Provided passage:

Exposing average people to the filesystem is wrong level of abstraction. That is why iOS and Android apps are going that way - but as I myself am used to dealing with files it annoys me that I cannot have that level of control, but I accept that I am quite technical.


Dealing with files used to be something everyone interacting with computers had to do. It is something average people can do.

I think too much abstraction is a mistake and adds a lot of unneeded complexity.

People should learn something about technology they use. If you want to drive, you need understand how steering wheels work, if you want to drive a manual car (usual where I live and have lived) then you need to know how to work a gear stick and the effect of changing gear.


> used to be something everyone interacting with computers had to do

There were far fewer people 'interacting with computers' at that level years ago.


Everyone with an office job was still a lot of people though.


I'm not even sure 'everyone with an office job' had a computer. It certainly wasn't true 35 years ago. An office might have a computer or two, but not everyone had one, nor was everyone expected to use it.


Case insensitive matching is a surprisingly complicated, locale-dependent affair. Should I.txt and i.txt match? (Note that the first file is not named I.txt).

Case insensitive filesystems make about as much sense as ASCII-only filenames.


How would locale matter?


Off the top of my head, in turkish, `i` doesn't become `I`, it becomes `İ`. And `ı` is the lower case version of `I`


You don't need to decide how to upper or lower case a character to be insensitive to case, though. Treating them all as matching isn't a terrible option.


For example, it depends on the locale if the capitalized form of ß is ß or SS.


And yet case insensitive file name matching / string matching is one of my favourite windows features. It’s enormously convenient. An order of magnitude more convenient than the edge cases it causes me.

People aren’t ASCII or UTF-8 machines; “e” and “E” are the same character, that they are different ASCII codes is a behind the scenes implementation detail.

(That said, S3 isn’t a filesystem, it’s more like a web hashtable key-to-blob storage)


> People aren’t ASCII or UTF-8 machines; “e” and “E” are the same character

They are the same character to you, a native speaker of a Western language written in a latin script. They are the same to you because you are, in fact, an ASCII machine. Many many people in the world are not.


They are the same to me, they are different in ASCII, therefore I am not an ASCII machine. To me, the person using the computer to do work. Not the person wanting to do extra work to support the computer's internal leaky abstractions of data storage.

Your position, the position of too many people, is that I a native speaker of English etc. should not be allowed to have a computer working how English works because somewhere, someone else is different. This is like saying I shouldn't be allowed an English spell checker because there are other people who speak other languages.


> “e” and “E” are the same character

They don't look like the same character to me. A character is a written symbol. These are different symbols.

What definition of "character" are you using where they're the same character?

I haven't ruled out that I am wrong, this is a naive comment.

Source data
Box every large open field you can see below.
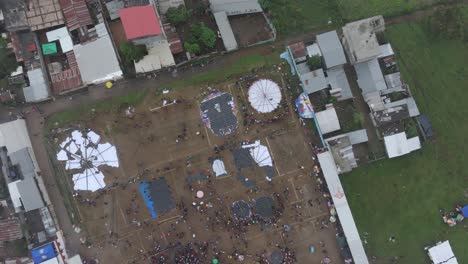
[342,24,468,263]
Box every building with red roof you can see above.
[119,5,164,44]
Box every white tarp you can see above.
[428,240,458,264]
[315,107,341,134]
[317,151,369,264]
[249,79,282,113]
[384,132,421,158]
[242,140,273,167]
[213,159,227,177]
[57,130,119,191]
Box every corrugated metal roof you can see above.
[120,5,162,40]
[0,217,23,242]
[210,0,263,16]
[60,0,93,31]
[23,69,49,102]
[317,30,346,68]
[74,30,123,84]
[214,12,238,51]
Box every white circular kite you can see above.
[249,79,281,113]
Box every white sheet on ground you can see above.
[213,160,227,177]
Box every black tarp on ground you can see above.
[150,177,175,215]
[255,196,275,218]
[231,200,252,221]
[200,93,238,136]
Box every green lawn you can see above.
[341,24,468,263]
[335,0,441,21]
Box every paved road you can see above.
[0,3,458,253]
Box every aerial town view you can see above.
[0,0,468,264]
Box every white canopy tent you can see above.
[428,240,458,264]
[249,79,282,113]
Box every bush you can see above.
[166,5,191,25]
[307,55,322,71]
[119,42,148,62]
[184,23,216,53]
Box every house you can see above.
[343,16,385,64]
[73,23,123,84]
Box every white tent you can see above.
[249,79,281,113]
[428,240,458,264]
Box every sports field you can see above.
[342,24,468,263]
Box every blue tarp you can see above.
[139,182,156,219]
[462,205,468,217]
[31,243,57,264]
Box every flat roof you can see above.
[317,151,369,264]
[354,59,387,94]
[317,30,346,68]
[210,0,263,16]
[214,12,238,51]
[119,5,162,40]
[73,26,123,84]
[384,132,421,158]
[315,107,341,134]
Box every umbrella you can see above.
[462,205,468,217]
[249,79,282,113]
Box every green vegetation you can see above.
[119,42,148,62]
[342,24,468,263]
[336,0,443,21]
[166,5,191,26]
[259,0,332,36]
[307,55,322,71]
[0,37,18,79]
[184,23,216,54]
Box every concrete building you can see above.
[343,16,385,64]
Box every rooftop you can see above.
[317,30,346,68]
[343,16,385,64]
[210,0,263,16]
[120,5,162,40]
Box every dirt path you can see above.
[0,1,467,256]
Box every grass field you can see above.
[336,0,442,21]
[342,24,468,263]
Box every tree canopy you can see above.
[119,42,148,62]
[166,5,191,25]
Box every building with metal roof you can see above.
[23,68,50,103]
[119,5,163,40]
[317,30,346,69]
[214,12,239,51]
[343,16,385,64]
[73,24,123,84]
[210,0,263,16]
[354,58,387,95]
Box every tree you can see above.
[119,42,148,62]
[187,23,216,51]
[307,55,322,71]
[184,42,201,54]
[0,37,18,79]
[166,5,191,25]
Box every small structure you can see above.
[343,16,385,64]
[26,0,65,31]
[249,79,282,113]
[317,30,346,69]
[23,68,49,103]
[315,105,341,135]
[200,92,238,136]
[427,240,458,264]
[317,151,369,264]
[384,132,421,158]
[73,24,123,84]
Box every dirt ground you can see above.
[53,65,341,263]
[229,13,273,47]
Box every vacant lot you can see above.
[342,24,468,263]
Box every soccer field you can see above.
[342,24,468,263]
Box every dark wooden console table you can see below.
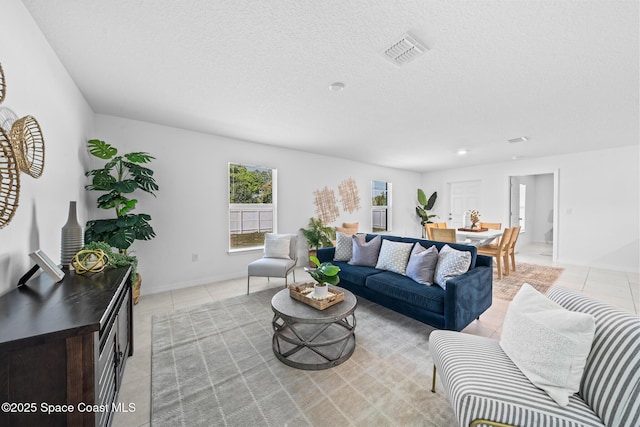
[0,267,133,426]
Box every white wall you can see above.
[92,115,420,294]
[422,145,640,272]
[0,0,93,294]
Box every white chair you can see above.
[247,233,298,295]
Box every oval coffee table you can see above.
[271,288,358,370]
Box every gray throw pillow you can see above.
[435,245,471,289]
[407,243,438,286]
[349,236,382,267]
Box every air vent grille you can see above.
[383,34,428,66]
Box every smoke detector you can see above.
[382,34,429,66]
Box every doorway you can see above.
[509,171,558,262]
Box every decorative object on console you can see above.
[0,129,20,228]
[10,116,44,178]
[60,201,84,268]
[305,256,340,299]
[71,249,109,274]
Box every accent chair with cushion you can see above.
[429,284,640,427]
[247,233,298,294]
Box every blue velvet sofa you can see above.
[317,234,493,331]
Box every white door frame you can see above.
[506,169,560,262]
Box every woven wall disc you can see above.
[0,129,20,228]
[10,116,44,178]
[0,64,7,104]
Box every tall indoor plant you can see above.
[300,218,335,266]
[84,139,158,299]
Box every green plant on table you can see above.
[85,139,158,255]
[416,188,438,227]
[305,256,340,286]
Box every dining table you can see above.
[456,228,504,247]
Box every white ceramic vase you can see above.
[313,283,329,299]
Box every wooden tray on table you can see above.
[289,282,344,310]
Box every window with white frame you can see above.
[371,181,391,233]
[229,163,277,251]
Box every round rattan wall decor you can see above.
[0,64,7,104]
[0,129,20,228]
[10,116,44,178]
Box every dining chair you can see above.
[509,225,520,271]
[430,227,456,243]
[478,227,515,279]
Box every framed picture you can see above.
[29,249,64,283]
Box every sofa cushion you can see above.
[333,261,382,286]
[406,243,438,285]
[365,271,445,314]
[429,332,604,427]
[435,245,471,289]
[349,236,382,267]
[500,283,596,406]
[376,240,413,276]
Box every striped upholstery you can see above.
[429,288,640,427]
[548,288,640,427]
[429,330,604,427]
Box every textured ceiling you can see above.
[17,0,640,171]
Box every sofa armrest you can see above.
[444,263,493,331]
[316,246,336,262]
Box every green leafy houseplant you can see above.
[416,188,438,227]
[305,256,340,286]
[300,218,334,250]
[85,139,158,255]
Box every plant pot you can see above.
[313,283,329,299]
[131,273,142,305]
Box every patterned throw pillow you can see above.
[407,243,438,286]
[376,239,413,276]
[264,233,291,259]
[333,232,364,261]
[349,235,382,267]
[435,245,471,289]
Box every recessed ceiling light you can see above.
[507,136,529,144]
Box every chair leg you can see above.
[431,363,436,393]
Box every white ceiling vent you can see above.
[383,34,428,66]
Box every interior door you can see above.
[509,176,520,227]
[447,180,481,228]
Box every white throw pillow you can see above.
[333,231,364,261]
[500,283,596,406]
[376,239,413,276]
[434,245,471,289]
[264,233,291,259]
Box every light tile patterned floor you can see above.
[113,244,640,427]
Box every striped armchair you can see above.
[429,288,640,427]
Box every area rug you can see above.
[493,262,564,301]
[151,288,456,427]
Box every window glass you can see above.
[371,181,391,233]
[229,163,276,250]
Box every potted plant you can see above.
[416,188,438,237]
[84,139,158,303]
[300,218,335,267]
[305,255,340,299]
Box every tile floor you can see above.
[113,244,640,427]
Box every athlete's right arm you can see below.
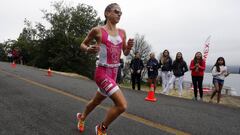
[80,27,101,53]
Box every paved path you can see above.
[0,62,240,135]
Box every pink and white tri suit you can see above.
[95,28,123,96]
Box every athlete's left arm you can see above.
[121,30,134,56]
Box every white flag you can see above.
[203,36,211,62]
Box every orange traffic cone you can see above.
[11,61,16,68]
[145,84,157,102]
[48,68,52,76]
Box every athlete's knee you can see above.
[87,100,101,107]
[118,103,127,112]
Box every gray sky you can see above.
[0,0,240,65]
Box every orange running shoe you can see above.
[77,113,85,132]
[95,125,107,135]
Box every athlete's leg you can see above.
[81,91,106,121]
[102,90,127,128]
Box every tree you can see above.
[5,1,102,77]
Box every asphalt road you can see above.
[0,62,240,135]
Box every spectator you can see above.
[147,53,160,92]
[209,57,229,103]
[162,52,188,97]
[190,52,206,101]
[130,52,144,90]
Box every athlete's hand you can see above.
[127,38,134,50]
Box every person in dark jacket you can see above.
[130,52,144,90]
[162,52,188,97]
[159,50,172,89]
[147,53,160,92]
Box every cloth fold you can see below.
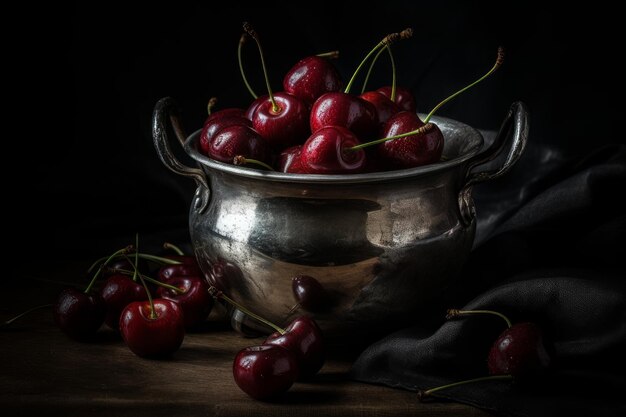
[352,146,626,416]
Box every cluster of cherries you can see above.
[4,243,326,400]
[198,23,503,174]
[418,309,552,401]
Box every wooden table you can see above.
[0,263,488,417]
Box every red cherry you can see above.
[233,345,298,400]
[198,116,252,156]
[378,111,444,169]
[207,125,271,164]
[376,86,417,113]
[100,274,148,329]
[278,145,306,174]
[157,276,213,329]
[283,56,341,106]
[310,92,378,139]
[53,288,106,340]
[263,316,324,378]
[300,125,365,174]
[359,91,400,125]
[252,93,309,147]
[119,298,185,357]
[487,322,550,378]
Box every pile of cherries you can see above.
[3,243,325,400]
[198,23,503,174]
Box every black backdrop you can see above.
[12,0,624,270]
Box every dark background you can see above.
[12,0,624,270]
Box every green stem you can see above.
[163,242,185,256]
[0,304,54,328]
[417,375,513,401]
[233,155,275,171]
[115,269,185,294]
[385,45,396,103]
[343,28,413,94]
[424,48,504,123]
[347,123,433,151]
[206,97,217,116]
[361,49,384,94]
[243,22,281,113]
[85,246,132,294]
[446,308,512,328]
[209,286,286,334]
[237,33,259,100]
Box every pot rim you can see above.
[184,114,484,184]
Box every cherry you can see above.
[376,86,417,113]
[53,288,106,340]
[278,145,306,174]
[487,322,550,378]
[209,287,324,378]
[300,125,365,174]
[100,273,147,329]
[418,309,551,401]
[359,91,400,125]
[291,275,330,312]
[233,345,298,400]
[243,23,309,147]
[283,55,341,105]
[207,125,271,164]
[119,299,185,357]
[157,275,213,330]
[378,111,444,169]
[309,92,377,137]
[263,316,324,378]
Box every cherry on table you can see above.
[100,273,148,329]
[233,345,298,400]
[53,288,106,340]
[119,298,185,357]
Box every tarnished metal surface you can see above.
[155,96,527,330]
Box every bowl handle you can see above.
[459,101,528,226]
[152,97,211,213]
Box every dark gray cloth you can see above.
[352,145,626,416]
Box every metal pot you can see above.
[153,98,528,330]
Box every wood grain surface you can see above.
[0,267,487,417]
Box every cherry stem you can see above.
[237,33,259,100]
[124,255,159,320]
[233,155,275,171]
[0,304,54,328]
[316,51,339,59]
[347,123,434,151]
[243,22,281,113]
[206,97,217,116]
[132,233,139,282]
[343,28,413,94]
[417,375,513,401]
[85,245,133,294]
[114,269,185,294]
[163,242,185,256]
[424,47,504,123]
[209,285,287,334]
[446,308,512,328]
[361,49,384,94]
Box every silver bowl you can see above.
[153,98,528,331]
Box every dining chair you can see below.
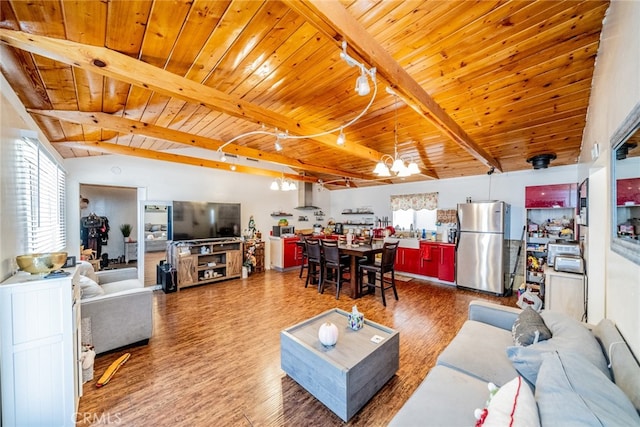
[358,242,398,307]
[296,233,313,279]
[318,240,350,299]
[304,239,322,289]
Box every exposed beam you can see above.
[52,141,318,183]
[283,0,502,171]
[0,28,436,178]
[27,109,375,179]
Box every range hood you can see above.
[296,182,320,211]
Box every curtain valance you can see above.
[391,193,438,211]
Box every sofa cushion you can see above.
[511,307,551,346]
[535,350,640,426]
[506,311,611,385]
[476,376,540,427]
[593,319,640,412]
[78,276,104,299]
[102,279,143,294]
[437,320,518,387]
[389,365,488,427]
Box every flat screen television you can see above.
[172,201,242,240]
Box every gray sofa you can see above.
[390,301,640,427]
[80,268,153,354]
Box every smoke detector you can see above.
[527,153,556,169]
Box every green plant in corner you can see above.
[120,224,131,239]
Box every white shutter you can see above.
[16,138,66,253]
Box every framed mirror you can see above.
[611,103,640,264]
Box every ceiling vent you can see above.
[527,153,556,169]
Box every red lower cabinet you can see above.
[283,237,302,268]
[438,245,456,282]
[419,243,440,277]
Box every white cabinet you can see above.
[544,266,587,322]
[0,268,82,426]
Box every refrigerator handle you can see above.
[455,211,460,251]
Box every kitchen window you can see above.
[16,137,67,253]
[391,193,438,230]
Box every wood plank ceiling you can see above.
[0,0,608,188]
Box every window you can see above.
[16,137,67,253]
[393,209,437,230]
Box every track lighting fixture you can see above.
[340,41,376,96]
[336,128,346,145]
[269,173,298,191]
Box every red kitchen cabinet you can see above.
[524,183,578,209]
[616,178,640,206]
[418,243,440,277]
[395,248,420,274]
[438,244,456,282]
[282,237,302,268]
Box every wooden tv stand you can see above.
[169,239,242,290]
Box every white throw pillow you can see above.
[78,276,104,299]
[476,376,540,427]
[76,261,100,283]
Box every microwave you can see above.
[271,225,295,237]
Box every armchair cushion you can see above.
[78,276,104,299]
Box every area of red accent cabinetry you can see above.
[394,248,420,274]
[418,242,440,277]
[438,245,456,282]
[524,183,578,209]
[616,178,640,206]
[282,237,302,268]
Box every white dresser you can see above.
[0,268,82,426]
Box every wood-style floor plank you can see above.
[77,271,516,427]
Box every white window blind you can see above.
[16,138,67,253]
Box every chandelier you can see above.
[373,87,420,178]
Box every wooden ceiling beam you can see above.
[0,28,437,178]
[53,141,330,183]
[27,109,375,179]
[284,0,502,171]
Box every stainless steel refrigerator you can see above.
[456,201,510,295]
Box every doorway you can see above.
[79,184,138,269]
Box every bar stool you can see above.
[304,239,322,290]
[358,242,398,307]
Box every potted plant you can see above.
[120,224,131,242]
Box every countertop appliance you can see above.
[547,242,582,267]
[456,201,511,295]
[271,225,295,237]
[553,254,584,274]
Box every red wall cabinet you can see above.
[524,183,578,209]
[616,178,640,206]
[438,245,456,282]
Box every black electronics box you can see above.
[156,261,178,294]
[62,255,76,268]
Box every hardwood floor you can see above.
[77,271,516,426]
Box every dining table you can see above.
[338,242,384,298]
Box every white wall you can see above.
[579,0,640,357]
[331,165,578,240]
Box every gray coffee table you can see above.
[280,308,400,421]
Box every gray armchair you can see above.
[80,268,153,354]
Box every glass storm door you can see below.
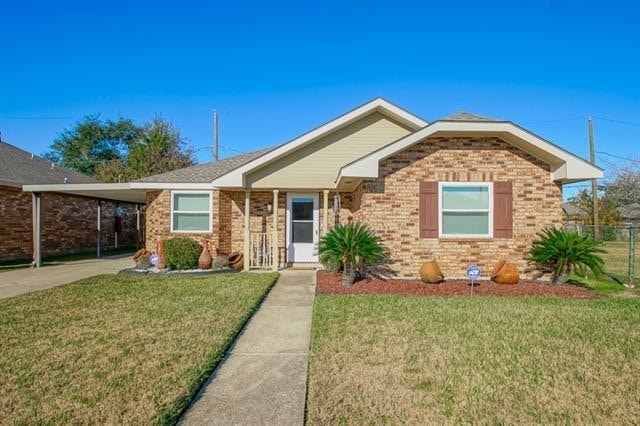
[287,194,319,262]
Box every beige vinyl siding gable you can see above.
[247,112,411,189]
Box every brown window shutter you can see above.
[420,182,438,238]
[493,182,513,238]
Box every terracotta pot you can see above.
[227,251,244,271]
[420,260,444,284]
[198,240,213,269]
[133,249,151,269]
[493,262,520,285]
[156,240,167,269]
[491,259,507,279]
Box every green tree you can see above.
[569,189,620,226]
[45,115,142,176]
[96,118,195,182]
[45,116,195,182]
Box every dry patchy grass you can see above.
[0,274,277,424]
[307,296,640,424]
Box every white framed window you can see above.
[438,182,493,238]
[171,191,213,233]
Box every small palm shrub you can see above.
[164,237,202,269]
[529,228,606,283]
[318,222,384,285]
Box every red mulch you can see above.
[316,271,593,299]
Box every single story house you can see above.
[0,141,138,262]
[25,98,603,277]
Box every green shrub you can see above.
[529,228,606,283]
[318,222,384,285]
[164,237,202,269]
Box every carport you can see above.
[22,183,146,267]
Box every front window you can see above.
[171,191,212,232]
[439,182,492,237]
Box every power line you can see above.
[596,151,640,163]
[522,116,585,124]
[593,115,640,127]
[0,115,73,120]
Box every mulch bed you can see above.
[316,271,593,299]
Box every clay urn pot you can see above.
[420,260,444,284]
[198,240,213,269]
[490,259,507,280]
[227,251,244,271]
[156,240,167,269]
[493,262,520,285]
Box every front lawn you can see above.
[307,296,640,424]
[0,273,277,424]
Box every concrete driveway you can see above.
[0,254,133,299]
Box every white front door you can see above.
[287,193,320,262]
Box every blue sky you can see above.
[0,0,640,196]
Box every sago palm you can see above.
[530,228,606,283]
[318,222,384,285]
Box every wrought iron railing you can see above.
[249,232,273,269]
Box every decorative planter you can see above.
[491,260,520,285]
[156,240,167,269]
[227,251,244,271]
[420,260,444,284]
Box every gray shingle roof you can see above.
[0,141,98,187]
[135,147,275,183]
[441,111,502,121]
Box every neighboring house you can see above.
[23,98,603,277]
[0,141,136,262]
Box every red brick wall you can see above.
[0,186,32,260]
[0,187,136,261]
[353,138,562,277]
[146,190,219,253]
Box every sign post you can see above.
[467,265,480,295]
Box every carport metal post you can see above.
[96,200,102,257]
[31,192,42,268]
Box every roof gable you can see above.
[212,98,428,187]
[336,120,603,183]
[134,147,275,183]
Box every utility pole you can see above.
[589,116,600,240]
[213,109,218,161]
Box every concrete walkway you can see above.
[181,270,316,425]
[0,254,133,299]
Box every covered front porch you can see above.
[239,189,352,271]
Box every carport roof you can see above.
[0,141,98,188]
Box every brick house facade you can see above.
[0,187,138,262]
[0,142,138,262]
[37,98,602,278]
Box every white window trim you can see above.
[438,182,493,239]
[169,190,213,234]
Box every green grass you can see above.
[0,273,277,424]
[307,296,640,424]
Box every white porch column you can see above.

Task requirements:
1. Echo the rows from their first line through the line containing "[0,0,468,264]", inclusive, and leave the pictures out.
2. Proceed with the forum discussion about filesystems and case-insensitive file names, picking up after its last comment.

Exercise results:
1.
Box every large open field you can see below.
[342,24,468,263]
Box every building with red roof you can see above.
[119,5,164,44]
Box every white tarp you can see above.
[428,240,458,264]
[315,107,341,134]
[317,151,369,264]
[249,79,282,113]
[384,132,421,158]
[242,140,273,167]
[213,159,227,177]
[57,130,119,191]
Box every corrugated metal roof you can see above.
[120,5,162,40]
[0,217,23,242]
[210,0,263,16]
[60,0,93,31]
[23,69,49,102]
[317,30,346,68]
[74,30,123,84]
[214,12,238,51]
Box every white circular kite you can see above.
[249,79,281,113]
Box every white sheet on ground you can see above.
[213,160,227,177]
Box every black tarp on ground you can see above.
[150,177,175,215]
[255,196,275,218]
[231,200,252,221]
[200,93,238,136]
Box every green lawn you can see above.
[341,24,468,263]
[335,0,441,21]
Box every paved road you can see above.
[0,3,458,253]
Box every aerial town view you can see above.
[0,0,468,264]

2.
Are the words hello and HELLO spelled differently? I am pretty squarely in the camp that filesystems should be case sensitive (perhaps with an insensitive shell on top), but I would not consider those two words as having a different spelling. To me that means they are the same sequence of characters.


You are confusing characters with glyphs. A glyph is a written symbol.


And you seem to be conflating characters and letters. There are fewer letters in the standard alphabet than we have characters for the same, largely because we do distinguish between some letter forms.

I suppose you could imagine a world where we don't, in fact, do this with just the character code. Seems fairly different from where we are, though?


I thought that if they're different glyphs they're different characters.

Surely the fact that they're represented differently in ASCII means ASCII regards them as different characters?

Whether they're different glyphs or not depends on the font.


When you press the "E" key on a US keyboard and "e" comes out, do you return the keyboard because it's broken? If not, then you know what definition I'm using even if I misnamed it.


> It’s enormously convenient. An order of magnitude more convenient than the edge cases it causes me.

Can you elaborate on this?


Every single time I type a path or filename (or server name) in the shell, or in Windows explorer, or in a file -> open or save dialog, I don't trip over capitalization. If I want to glob files with an 'ecks' in the name I can write *x* and not have to do it twice for *x* and *X*.

When I look at a directory listing and it has "XF86Config", I read it in my head as "ecks eff eight six config" not "caps X caps F num eight num six initial cap Config" and I can type what I read and don't have to double-check if it's config or Config.

Tab completion works if I type x<tab> instead of blanking on me and making me double check and type X<tab>.

Case sensitivity is like walking down a corridor and someone hitting you to a stop every few steps and saying "you're walking Left Right Left Right but you should be walking Right Left Right Left".

Case insensitivity is like walking down a corridor.

In PowerShell, some cmdlets are named like Add-VpnConnection where the initialism drops to lowercase after the first letter, others like Get-VMCheckpoint where the initialism stays capitalised, others mixed like Add-NetIPHttpsCertBinding where IP is caps but HTTPS isn't - any capitalisation works for running them or searching them with get-command or tab-completing them. I don't have to care. I don't have to memorise it, type it, pay attention to it, trip over it, I don't have to care!.

"A programming language is low level when its programs require attention to the irrelevant." - Alan Perlis.

DNS names - ping GOOGLE.COM works, HTTPS://NEWS.YCOMBINATOR.COM works in a browser, MAC addresses are rendered with caps or lowercase hex on different devices, so are IPv6 addresses in hex format, email addresses - firstname.lastname or Firstname.Lastname is likely to work. File and directory access behaving the same means it's less bother. In Vim I :set ignorecase.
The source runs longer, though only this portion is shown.